▸ PROMPT A:
According to the podcast episode summary, what time commitment did the mentorship involve?
▸ PROMPT B:
Transcribe the part of the podcast episode summary that opens with the words containing "The diversity-inclusion gap" and closes with "posting through interview.".
▸ PROMPT C:
Pick up the podcast episode summary after its final sentence and continue writing it.

[[ TEXT EXCERPT, beginning ]]

Episode 58

Pathways to employment: Creating opportunity for the marginalised | with Siobhan Sweeney & Richard Bradley

Creating employment pathways for refugees, people with disabilities, and other marginalized groups starts with training and mentorship. Siobhan Sweeney and Richard Bradley discuss why recruiting is the ideal entry point—and how to scale it.
 

Episode Key Takeaways

Inclusive organizations share one critical trait: a learning-oriented culture that expects experimentation and trial-and-error, not just formal training programs. This mindset cascades into hiring decisions, making teams more curious and open to candidates from non-traditional backgrounds.
The diversity-inclusion gap persists because companies confuse inviting people to the party with letting them dance. Siobhan emphasizes that belonging means participants pick the music—requiring trained leaders, accessible processes, and holistic design from job posting through interview.
Recruitment is 20% skill and 80% individual character, making it an ideal profession for people from marginalized backgrounds. With unprecedented demand for sourcers and recruiters globally, there’s no justification for artificial barriers like degree requirements when the role demands curiosity and attention to detail.
Mentorship at scale changes outcomes. One-hour-per-month commitments over six months yielded full-time placements, education access, and network expansion—proving that structured advocacy, not just training videos, moves people from job-ready to employed.

[[ TEXT EXCERPT, end ]]
[[ SOURCE MATERIAL, beginning ]]

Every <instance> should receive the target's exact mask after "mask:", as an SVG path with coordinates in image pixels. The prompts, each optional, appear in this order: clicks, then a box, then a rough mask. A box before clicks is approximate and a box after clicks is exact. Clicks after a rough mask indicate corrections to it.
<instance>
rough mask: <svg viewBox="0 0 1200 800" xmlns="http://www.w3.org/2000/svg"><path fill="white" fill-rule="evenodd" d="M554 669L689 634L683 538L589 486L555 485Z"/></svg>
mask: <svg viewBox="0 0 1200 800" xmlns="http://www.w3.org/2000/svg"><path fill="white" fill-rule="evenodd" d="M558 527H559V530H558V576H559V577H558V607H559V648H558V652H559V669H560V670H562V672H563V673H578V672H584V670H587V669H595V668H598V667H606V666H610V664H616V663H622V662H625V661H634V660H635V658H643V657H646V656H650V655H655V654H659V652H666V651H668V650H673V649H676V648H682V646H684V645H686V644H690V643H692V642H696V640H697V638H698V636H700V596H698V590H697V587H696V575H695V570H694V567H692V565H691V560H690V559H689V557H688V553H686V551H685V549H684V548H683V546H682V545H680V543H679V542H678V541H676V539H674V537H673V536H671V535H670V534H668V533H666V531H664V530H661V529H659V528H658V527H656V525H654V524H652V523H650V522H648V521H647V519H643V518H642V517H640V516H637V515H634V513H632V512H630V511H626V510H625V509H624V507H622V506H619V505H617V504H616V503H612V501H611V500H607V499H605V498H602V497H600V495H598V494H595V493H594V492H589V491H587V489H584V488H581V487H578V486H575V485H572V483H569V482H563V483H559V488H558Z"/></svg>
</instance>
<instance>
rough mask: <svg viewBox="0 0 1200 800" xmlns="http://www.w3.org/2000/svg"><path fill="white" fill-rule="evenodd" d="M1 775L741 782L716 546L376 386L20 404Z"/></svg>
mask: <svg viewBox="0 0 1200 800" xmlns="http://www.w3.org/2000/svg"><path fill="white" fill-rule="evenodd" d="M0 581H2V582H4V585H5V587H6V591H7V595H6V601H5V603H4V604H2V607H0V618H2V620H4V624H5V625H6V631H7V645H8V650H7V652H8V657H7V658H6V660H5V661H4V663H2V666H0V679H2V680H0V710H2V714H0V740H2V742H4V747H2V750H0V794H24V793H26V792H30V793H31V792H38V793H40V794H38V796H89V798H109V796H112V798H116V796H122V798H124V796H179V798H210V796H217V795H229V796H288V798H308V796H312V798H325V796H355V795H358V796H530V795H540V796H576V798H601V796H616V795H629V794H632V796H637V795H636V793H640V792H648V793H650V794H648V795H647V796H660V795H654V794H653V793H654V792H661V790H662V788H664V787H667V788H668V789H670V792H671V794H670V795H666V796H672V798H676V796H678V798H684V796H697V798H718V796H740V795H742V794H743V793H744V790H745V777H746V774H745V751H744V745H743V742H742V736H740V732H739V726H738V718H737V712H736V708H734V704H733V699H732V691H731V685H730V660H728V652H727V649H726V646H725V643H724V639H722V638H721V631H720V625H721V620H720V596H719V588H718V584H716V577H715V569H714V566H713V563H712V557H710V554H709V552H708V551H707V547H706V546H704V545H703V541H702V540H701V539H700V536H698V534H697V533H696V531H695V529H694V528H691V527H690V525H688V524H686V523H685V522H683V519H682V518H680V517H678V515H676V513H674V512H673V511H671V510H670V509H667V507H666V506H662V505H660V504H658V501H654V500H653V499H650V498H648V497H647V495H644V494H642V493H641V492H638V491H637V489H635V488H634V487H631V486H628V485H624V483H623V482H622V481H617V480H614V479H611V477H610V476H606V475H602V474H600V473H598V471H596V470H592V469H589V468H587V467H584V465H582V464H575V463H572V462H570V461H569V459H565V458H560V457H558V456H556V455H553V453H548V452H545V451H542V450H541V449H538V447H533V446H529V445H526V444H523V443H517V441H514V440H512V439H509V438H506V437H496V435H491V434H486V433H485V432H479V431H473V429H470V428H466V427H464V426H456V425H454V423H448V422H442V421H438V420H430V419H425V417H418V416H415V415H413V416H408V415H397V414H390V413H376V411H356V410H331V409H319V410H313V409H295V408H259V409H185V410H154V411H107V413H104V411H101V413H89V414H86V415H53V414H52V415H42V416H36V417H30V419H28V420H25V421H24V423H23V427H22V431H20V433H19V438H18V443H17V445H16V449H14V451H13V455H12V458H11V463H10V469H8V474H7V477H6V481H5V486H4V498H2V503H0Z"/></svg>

[[ SOURCE MATERIAL, end ]]

▸ RESPONSE AREA A:
One hour per month over six months.

▸ RESPONSE AREA B:
The diversity-inclusion gap persists because companies confuse inviting people to the party with letting them dance. Siobhan emphasizes that belonging means participants pick the music—requiring trained leaders, accessible processes, and holistic design from job posting through interview.

▸ RESPONSE AREA C:
Internal mobility unlocks diversity hiring. Rather than hunting for non-existent experienced talent, organizations should promote junior staff into mid-level roles and backfill entry-level positions with people from underrepresented groups, creating sustainable career pathways.

Frequently
Asked
Questions

Why is recruitment a good career for people from marginalized backgrounds?
Recruitment doesn’t require a degree or prior experience—it demands curiosity, attention to detail, and interpersonal skills. There’s unprecedented global demand for sourcers and recruiters, and the role suits people with disabilities, non-native English speakers, and others facing employment barriers. Success depends on character and passion, not credentials.
Effective mentorship requires time commitment (one hour weekly), full presence without distractions, empathetic listening, and clear goals. Mentors should understand participants’ backgrounds, help with interviews and CVs, and advocate within their networks. Even small time investments create life-changing outcomes for participants.
Organizations set artificial requirements—like degrees for roles that don’t need them—that exclude capable candidates. Less than 30% of IT support workers have degrees, yet 64% of job ads require one. Similar patterns exist across recruiting, customer support, and entry-level roles where soft skills and trainability matter more than credentials.
Diversity means inviting everyone to the party. Inclusion means everyone gets to dance. Belonging means participants pick the music. This progression requires trained leaders, accessible processes, and cultural shifts—not just hiring diverse candidates and hoping they fit existing systems.
Combine training (online platforms), mentorship (one-hour-per-week commitment), and job placement partnerships. Remove entry-level barriers, create internal mobility pathways to free up junior roles, and partner with employers willing to hire from these talent pools. Start small—even one person mentored creates ripple effects.